# Data records
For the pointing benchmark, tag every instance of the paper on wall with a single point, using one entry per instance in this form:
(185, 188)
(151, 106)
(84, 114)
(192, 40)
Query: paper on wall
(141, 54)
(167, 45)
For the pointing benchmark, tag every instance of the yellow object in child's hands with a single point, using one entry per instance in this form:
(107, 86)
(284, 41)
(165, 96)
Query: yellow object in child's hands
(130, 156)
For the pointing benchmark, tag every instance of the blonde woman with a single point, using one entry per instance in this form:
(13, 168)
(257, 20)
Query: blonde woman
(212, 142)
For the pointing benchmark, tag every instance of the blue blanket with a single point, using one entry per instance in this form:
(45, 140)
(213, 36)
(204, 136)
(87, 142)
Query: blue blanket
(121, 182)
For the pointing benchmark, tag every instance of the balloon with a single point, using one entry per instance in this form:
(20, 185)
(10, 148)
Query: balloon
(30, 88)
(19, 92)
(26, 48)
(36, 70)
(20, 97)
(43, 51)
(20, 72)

...

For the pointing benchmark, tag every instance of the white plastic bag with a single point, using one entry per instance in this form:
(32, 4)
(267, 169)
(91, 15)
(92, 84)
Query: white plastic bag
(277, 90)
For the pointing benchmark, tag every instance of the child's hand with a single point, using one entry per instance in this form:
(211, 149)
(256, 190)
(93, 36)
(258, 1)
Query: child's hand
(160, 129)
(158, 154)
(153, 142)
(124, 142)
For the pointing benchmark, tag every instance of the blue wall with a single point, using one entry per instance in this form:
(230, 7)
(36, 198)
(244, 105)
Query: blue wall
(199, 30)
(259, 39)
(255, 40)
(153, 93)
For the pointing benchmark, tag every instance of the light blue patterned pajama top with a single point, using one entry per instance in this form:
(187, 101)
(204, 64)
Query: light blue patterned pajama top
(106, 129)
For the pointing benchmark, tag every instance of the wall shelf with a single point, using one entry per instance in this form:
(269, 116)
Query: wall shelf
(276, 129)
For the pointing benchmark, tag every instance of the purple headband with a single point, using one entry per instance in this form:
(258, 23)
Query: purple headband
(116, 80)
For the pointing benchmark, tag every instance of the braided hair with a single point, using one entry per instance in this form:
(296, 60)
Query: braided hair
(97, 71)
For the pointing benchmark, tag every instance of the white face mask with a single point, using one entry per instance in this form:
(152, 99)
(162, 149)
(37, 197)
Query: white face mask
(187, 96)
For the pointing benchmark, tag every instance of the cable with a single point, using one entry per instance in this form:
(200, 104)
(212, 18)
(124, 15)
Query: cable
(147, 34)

# Problem to work on
Extract every line from the two blocks above that contains the string "blanket", treating uppercase and lowercase letters as distinct.

# Solution to this task
For the pointing benchmark, tag every instance of the blue blanket with a single point, using one entry per instance in this form:
Query: blue blanket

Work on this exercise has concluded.